These scripts provide an easy way to get started with multinode FSDP training on EKS. It is designed to be as simple as possible, requires no data preparation, and uses a container image. If you would like to run FSDP with SLURM, please refer to README.md.
Before running this training, you'll need to create an Amazon EKS or a SageMaker HyperPod EKS cluster. Instructions can be found in 1.architectures, the aws-do-eks project, or the eks-blueprints project.
Clone this repo.
git clone https://github.com/aws-samples/awsome-distributed-training/
cd awsome-distributed-training/3.test_cases/10.FSDP
The example requires building a container. We are going to use the nccl-tests container as base. The nccl-tests container image is a prerequisite.
It can either be pulled from gallery.ecr.aws/hpc-cloud
aws ecr-public get-login-password --region us-east-1 | docker login --username AWS --password-stdin public.ecr.aws/hpc-cloud
docker pull public.ecr.aws/hpc-cloud/nccl-tests:latest
or it can be built using the code below.
pushd ../../micro-benchmarks/nccl-tests
docker build -t nccl-tests:latest -f nccl-tests.Dockerfile .
popd
It is recommended to use the public image as base. Building the base image from source can take longer than 30 min. If you decide to build your base image from source, then please change the FROM
line in the Dockerfile to your local base image, prior to building the fsdp
image.
If the envsubst utility is not available in your environment, please install it, following the instructions appropriate for your operating system.
Deploy the Kubeflow training operator
kubectl apply -k "github.com/kubeflow/training-operator/manifests/overlays/standalone?ref=v1.7.0"
Build a container image for this example using the code below:
export AWS_REGION=$(aws ec2 describe-availability-zones --output text --query 'AvailabilityZones[0].[RegionName]')
export ACCOUNT=$(aws sts get-caller-identity --query Account --output text)
export REGISTRY=${ACCOUNT}.dkr.ecr.${AWS_REGION}.amazonaws.com/
docker build -t ${REGISTRY}fsdp:pytorch2.2 .
In this step we create a container registry if one does not exist, and push the container image to it.
# Create registry if needed
REGISTRY_COUNT=$(aws ecr describe-repositories | grep \"fsdp\" | wc -l)

• Data rows
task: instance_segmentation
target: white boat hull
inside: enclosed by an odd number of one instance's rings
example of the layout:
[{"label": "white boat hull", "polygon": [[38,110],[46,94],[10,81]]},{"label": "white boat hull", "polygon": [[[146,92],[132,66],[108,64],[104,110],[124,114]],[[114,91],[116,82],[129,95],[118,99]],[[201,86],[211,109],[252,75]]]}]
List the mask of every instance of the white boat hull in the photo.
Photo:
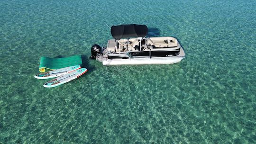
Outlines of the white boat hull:
[{"label": "white boat hull", "polygon": [[128,59],[108,59],[101,61],[103,65],[138,65],[138,64],[167,64],[180,62],[185,57],[165,57],[133,58]]}]

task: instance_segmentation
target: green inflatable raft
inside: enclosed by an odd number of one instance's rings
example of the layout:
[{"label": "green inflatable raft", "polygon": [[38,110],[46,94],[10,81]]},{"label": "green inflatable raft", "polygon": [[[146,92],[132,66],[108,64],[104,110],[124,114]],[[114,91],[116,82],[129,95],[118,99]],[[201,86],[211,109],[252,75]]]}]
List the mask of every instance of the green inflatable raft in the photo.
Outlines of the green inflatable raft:
[{"label": "green inflatable raft", "polygon": [[82,65],[82,57],[79,55],[58,58],[43,56],[40,60],[39,71],[44,72],[46,69],[53,70],[73,65]]}]

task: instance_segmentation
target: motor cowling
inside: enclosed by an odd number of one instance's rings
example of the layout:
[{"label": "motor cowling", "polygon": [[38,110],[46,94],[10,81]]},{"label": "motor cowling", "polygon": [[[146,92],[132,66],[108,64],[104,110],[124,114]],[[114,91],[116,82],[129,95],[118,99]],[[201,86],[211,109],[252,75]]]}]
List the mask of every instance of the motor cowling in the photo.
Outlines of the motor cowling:
[{"label": "motor cowling", "polygon": [[98,45],[94,44],[91,48],[91,59],[96,59],[98,54],[102,54],[101,47]]}]

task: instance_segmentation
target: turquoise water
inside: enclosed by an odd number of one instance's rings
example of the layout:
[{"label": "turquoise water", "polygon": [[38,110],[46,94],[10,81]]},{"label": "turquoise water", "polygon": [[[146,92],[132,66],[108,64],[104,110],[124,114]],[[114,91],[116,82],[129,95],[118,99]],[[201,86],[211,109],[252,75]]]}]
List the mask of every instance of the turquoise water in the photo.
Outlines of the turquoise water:
[{"label": "turquoise water", "polygon": [[[256,143],[255,0],[0,2],[0,144]],[[186,57],[103,66],[106,25],[145,24]],[[83,56],[89,71],[46,89],[42,56]]]}]

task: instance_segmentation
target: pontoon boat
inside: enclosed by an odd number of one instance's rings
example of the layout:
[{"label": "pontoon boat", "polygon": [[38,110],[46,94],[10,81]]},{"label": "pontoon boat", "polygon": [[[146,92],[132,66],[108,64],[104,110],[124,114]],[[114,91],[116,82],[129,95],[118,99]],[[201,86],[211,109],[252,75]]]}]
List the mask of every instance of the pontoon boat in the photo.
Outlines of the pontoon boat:
[{"label": "pontoon boat", "polygon": [[175,38],[147,37],[147,31],[145,25],[112,26],[114,39],[108,41],[106,47],[92,45],[91,58],[103,65],[121,65],[172,64],[185,58],[184,50]]}]

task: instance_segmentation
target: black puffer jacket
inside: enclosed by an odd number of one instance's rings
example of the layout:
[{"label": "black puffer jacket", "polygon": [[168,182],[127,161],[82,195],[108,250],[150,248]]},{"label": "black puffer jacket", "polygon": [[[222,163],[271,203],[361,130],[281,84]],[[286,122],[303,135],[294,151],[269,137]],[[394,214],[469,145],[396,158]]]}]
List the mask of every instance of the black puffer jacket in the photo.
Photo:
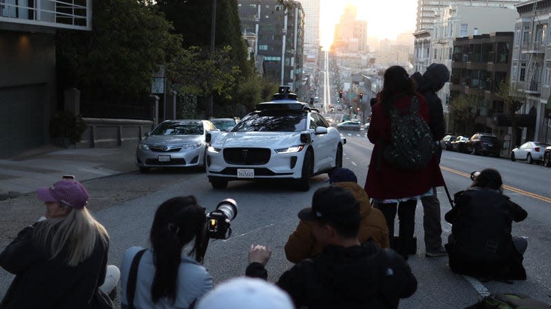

• Things to do
**A)** Revise the FSDP training text from "Before running this" to "the code below.", putting "nccl-base" wherever "nccl-tests" appears.
**B)** According to the FSDP training text, how long can building the base image from source take?

• Responses per task
**A)**
Before running this training, you'll need to create an Amazon EKS or a SageMaker HyperPod EKS cluster. Instructions can be found in 1.architectures, the aws-do-eks project, or the eks-blueprints project.
Clone this repo.
git clone https://github.com/aws-samples/awsome-distributed-training/
cd awsome-distributed-training/3.test_cases/10.FSDP
The example requires building a container. We are going to use the nccl-base container as base. The nccl-base container image is a prerequisite.
It can either be pulled from gallery.ecr.aws/hpc-cloud
aws ecr-public get-login-password --region us-east-1 | docker login --username AWS --password-stdin public.ecr.aws/hpc-cloud
docker pull public.ecr.aws/hpc-cloud/nccl-base:latest
or it can be built using the code below.

**B)** It can take longer than 30 minutes.